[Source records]
━━━━━━━━

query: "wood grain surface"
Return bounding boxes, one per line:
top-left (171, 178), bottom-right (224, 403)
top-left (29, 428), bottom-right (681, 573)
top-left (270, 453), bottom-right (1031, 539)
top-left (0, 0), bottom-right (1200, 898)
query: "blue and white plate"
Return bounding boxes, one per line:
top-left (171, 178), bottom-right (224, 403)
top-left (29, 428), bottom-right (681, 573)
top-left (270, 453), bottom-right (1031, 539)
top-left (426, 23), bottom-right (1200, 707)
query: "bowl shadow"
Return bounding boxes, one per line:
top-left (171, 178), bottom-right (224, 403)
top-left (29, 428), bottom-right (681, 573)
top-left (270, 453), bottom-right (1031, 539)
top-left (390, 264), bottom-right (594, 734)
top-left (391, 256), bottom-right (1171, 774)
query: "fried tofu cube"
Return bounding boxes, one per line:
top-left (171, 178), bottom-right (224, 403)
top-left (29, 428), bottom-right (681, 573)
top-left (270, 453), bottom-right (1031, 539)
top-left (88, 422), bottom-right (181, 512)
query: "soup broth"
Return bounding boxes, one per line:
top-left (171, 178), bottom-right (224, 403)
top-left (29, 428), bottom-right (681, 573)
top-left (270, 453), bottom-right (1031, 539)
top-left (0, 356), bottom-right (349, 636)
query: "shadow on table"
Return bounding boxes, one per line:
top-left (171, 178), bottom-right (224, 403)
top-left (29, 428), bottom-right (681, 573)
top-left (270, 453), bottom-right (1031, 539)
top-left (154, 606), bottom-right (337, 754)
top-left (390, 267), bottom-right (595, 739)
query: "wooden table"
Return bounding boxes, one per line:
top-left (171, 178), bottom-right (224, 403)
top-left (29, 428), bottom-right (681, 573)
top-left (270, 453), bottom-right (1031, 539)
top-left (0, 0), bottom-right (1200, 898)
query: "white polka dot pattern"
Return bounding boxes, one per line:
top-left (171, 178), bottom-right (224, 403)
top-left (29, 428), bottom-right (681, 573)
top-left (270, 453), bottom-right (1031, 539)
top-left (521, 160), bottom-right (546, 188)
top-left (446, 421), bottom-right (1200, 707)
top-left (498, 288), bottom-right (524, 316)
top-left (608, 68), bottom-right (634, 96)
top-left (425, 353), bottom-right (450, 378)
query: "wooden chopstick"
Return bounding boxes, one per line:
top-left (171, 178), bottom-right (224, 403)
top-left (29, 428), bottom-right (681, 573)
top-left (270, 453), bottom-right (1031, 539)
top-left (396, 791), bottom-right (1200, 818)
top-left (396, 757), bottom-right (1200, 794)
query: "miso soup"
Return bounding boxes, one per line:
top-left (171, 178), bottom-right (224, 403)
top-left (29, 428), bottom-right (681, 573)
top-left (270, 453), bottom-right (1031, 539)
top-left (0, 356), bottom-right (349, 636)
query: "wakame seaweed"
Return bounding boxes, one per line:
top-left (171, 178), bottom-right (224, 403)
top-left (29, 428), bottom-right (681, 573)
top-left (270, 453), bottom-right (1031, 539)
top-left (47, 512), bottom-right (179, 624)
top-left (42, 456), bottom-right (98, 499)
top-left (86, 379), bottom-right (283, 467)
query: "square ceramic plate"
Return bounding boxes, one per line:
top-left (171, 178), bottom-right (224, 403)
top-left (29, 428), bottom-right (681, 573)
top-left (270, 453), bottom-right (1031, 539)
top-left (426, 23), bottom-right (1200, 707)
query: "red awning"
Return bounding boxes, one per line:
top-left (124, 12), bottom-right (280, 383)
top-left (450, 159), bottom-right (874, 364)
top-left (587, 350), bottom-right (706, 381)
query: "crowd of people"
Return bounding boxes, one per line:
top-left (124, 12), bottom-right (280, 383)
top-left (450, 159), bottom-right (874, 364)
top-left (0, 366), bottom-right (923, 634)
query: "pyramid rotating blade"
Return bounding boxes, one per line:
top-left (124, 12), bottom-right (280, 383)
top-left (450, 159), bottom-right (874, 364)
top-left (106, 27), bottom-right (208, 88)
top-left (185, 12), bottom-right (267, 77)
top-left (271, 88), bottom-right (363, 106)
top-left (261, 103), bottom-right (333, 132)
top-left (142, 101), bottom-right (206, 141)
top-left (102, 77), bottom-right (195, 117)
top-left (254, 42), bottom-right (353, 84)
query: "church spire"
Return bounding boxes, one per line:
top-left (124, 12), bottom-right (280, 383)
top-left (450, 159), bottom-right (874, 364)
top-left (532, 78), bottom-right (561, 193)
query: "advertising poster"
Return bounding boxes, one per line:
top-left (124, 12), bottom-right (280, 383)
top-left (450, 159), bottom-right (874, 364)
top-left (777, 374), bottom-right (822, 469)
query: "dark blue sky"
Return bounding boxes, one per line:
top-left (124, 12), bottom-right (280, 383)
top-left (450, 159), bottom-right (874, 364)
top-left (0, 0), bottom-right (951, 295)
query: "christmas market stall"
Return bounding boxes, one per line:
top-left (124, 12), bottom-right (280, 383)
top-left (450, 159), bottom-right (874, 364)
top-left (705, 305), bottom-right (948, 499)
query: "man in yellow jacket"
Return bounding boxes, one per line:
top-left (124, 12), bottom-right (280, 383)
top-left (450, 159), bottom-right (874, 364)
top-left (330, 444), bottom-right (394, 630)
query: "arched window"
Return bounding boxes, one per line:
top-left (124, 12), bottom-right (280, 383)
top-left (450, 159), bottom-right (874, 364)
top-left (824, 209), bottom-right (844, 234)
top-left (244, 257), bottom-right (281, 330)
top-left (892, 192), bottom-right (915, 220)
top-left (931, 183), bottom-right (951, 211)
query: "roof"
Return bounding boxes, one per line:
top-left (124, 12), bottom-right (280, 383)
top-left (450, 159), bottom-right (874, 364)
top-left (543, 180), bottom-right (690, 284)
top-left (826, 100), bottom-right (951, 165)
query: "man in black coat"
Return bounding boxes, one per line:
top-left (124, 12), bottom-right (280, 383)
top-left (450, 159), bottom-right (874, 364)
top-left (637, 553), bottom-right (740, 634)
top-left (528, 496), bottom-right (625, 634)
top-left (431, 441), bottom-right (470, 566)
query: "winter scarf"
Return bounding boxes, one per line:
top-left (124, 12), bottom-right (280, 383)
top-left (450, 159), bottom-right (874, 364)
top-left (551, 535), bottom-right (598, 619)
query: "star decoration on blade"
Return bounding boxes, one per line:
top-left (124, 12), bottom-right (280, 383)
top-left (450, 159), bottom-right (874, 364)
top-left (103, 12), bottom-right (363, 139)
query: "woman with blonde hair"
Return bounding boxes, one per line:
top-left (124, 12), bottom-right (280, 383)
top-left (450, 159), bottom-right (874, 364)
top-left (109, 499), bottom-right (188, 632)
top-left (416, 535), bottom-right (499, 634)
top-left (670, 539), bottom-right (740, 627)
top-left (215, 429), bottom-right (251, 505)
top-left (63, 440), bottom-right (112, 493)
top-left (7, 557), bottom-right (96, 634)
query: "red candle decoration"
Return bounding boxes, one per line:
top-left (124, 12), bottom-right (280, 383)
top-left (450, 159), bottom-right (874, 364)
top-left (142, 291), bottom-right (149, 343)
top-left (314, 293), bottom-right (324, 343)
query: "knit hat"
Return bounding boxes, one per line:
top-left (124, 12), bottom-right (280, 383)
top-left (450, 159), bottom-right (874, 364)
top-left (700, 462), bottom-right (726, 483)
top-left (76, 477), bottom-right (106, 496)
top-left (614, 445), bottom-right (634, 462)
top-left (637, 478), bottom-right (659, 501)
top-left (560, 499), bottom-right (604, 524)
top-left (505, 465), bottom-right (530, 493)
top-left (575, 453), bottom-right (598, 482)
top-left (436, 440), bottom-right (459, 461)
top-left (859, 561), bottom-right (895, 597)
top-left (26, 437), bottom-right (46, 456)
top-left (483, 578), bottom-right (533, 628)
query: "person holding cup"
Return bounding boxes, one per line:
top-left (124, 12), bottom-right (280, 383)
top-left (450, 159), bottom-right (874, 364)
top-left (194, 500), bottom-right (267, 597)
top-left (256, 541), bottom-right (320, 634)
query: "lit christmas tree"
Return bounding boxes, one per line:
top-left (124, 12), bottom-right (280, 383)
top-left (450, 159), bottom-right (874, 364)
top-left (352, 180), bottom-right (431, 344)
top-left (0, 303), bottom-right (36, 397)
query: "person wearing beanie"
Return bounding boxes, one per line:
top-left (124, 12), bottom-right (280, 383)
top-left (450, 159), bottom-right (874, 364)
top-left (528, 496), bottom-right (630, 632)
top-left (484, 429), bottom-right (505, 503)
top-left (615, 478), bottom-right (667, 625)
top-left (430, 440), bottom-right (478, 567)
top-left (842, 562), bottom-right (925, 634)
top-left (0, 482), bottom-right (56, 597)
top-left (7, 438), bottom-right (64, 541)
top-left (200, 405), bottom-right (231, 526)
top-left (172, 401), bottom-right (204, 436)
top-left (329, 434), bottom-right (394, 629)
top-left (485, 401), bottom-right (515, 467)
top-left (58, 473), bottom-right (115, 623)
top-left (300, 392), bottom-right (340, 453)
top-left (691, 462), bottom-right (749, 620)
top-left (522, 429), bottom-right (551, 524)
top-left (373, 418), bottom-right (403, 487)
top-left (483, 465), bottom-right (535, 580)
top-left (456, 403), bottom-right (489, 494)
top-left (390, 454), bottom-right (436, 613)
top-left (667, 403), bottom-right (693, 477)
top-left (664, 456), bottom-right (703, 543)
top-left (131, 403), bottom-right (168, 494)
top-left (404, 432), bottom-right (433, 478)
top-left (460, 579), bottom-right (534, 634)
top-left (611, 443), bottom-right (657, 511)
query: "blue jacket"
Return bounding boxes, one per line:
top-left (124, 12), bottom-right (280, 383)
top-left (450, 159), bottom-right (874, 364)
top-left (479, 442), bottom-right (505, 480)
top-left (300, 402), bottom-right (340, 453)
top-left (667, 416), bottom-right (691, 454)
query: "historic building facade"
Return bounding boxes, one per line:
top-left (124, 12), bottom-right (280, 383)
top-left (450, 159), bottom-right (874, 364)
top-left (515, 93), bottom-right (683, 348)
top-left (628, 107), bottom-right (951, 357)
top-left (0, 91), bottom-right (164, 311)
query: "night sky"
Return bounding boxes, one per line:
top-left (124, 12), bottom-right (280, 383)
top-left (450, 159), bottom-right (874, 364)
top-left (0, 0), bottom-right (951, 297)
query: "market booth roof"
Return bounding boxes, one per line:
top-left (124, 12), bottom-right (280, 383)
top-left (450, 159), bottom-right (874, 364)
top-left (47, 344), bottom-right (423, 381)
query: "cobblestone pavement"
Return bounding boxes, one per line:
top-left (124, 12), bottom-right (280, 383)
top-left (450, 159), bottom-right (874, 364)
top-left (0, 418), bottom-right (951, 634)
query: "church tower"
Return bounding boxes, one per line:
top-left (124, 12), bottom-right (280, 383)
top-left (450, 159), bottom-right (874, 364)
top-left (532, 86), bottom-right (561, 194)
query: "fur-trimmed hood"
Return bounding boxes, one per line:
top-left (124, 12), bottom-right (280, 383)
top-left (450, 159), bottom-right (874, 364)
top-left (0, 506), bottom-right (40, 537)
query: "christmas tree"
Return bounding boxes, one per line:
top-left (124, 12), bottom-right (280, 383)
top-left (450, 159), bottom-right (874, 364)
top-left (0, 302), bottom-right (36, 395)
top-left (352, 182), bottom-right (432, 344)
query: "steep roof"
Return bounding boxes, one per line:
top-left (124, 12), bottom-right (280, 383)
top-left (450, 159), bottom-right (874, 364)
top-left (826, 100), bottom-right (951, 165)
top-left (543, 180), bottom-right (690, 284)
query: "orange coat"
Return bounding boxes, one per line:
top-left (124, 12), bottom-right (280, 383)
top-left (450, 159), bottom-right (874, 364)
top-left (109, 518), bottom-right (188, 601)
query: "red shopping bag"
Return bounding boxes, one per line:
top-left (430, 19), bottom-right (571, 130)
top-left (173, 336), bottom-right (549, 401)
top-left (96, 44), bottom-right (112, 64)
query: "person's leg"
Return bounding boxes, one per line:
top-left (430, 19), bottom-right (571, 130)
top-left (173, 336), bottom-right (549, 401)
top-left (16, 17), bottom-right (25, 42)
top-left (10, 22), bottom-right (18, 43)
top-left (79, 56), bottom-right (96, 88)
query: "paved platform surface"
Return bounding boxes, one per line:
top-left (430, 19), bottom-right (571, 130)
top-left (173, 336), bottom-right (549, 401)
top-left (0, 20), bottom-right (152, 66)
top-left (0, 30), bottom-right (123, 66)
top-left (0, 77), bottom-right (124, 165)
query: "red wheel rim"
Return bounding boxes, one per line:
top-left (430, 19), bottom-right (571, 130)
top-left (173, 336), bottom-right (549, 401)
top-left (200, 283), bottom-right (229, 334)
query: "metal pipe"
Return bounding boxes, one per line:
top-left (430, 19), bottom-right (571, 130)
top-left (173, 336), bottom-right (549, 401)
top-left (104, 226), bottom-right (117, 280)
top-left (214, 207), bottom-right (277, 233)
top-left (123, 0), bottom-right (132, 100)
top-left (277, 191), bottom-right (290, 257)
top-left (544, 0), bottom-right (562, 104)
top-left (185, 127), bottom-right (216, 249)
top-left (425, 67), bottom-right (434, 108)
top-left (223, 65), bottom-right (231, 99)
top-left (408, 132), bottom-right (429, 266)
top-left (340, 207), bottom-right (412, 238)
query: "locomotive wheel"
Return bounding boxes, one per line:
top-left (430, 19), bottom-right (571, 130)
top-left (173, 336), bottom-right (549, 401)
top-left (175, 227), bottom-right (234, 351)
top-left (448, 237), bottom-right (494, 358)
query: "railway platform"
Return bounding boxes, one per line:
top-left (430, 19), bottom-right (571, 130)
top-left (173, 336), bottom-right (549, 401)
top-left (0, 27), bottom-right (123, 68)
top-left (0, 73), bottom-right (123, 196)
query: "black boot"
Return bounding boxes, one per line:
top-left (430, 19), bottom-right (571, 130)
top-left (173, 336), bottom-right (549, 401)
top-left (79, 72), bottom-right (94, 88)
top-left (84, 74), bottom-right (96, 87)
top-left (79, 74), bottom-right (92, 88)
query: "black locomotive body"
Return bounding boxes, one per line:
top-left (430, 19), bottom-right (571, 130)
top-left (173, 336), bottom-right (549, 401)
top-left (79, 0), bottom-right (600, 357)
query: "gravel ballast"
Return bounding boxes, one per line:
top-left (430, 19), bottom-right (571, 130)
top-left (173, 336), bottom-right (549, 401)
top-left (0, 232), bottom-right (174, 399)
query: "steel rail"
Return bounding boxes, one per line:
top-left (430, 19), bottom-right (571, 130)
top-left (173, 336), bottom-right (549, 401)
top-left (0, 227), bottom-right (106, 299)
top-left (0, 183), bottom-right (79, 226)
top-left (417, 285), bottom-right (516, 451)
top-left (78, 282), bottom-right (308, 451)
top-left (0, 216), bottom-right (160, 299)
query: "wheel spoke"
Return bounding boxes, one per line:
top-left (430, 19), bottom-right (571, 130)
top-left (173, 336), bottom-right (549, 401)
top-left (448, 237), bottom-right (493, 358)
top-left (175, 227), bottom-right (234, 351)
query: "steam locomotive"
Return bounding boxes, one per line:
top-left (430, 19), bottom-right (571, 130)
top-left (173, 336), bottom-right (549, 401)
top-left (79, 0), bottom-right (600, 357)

━━━━━━━━

▶ _WHAT IS REQUIRED_: Copy the material word for word, starting at its first line and ending at the line that contains "top-left (391, 256), bottom-right (1171, 774)", with both ends included.

▶ _IN RESPONSE_:
query: "wood grain surface"
Return bounding boxes, one per line:
top-left (171, 178), bottom-right (224, 403)
top-left (29, 428), bottom-right (681, 573)
top-left (270, 453), bottom-right (1031, 539)
top-left (0, 0), bottom-right (1200, 898)
query: "blue and white plate"
Return bounding boxes, one per line:
top-left (171, 178), bottom-right (224, 403)
top-left (29, 428), bottom-right (681, 573)
top-left (270, 453), bottom-right (1031, 539)
top-left (426, 23), bottom-right (1200, 707)
query: "bowl shadow"
Return bounding boxes, one per line:
top-left (171, 178), bottom-right (224, 403)
top-left (29, 428), bottom-right (681, 573)
top-left (270, 453), bottom-right (1031, 539)
top-left (390, 264), bottom-right (594, 734)
top-left (391, 256), bottom-right (1171, 774)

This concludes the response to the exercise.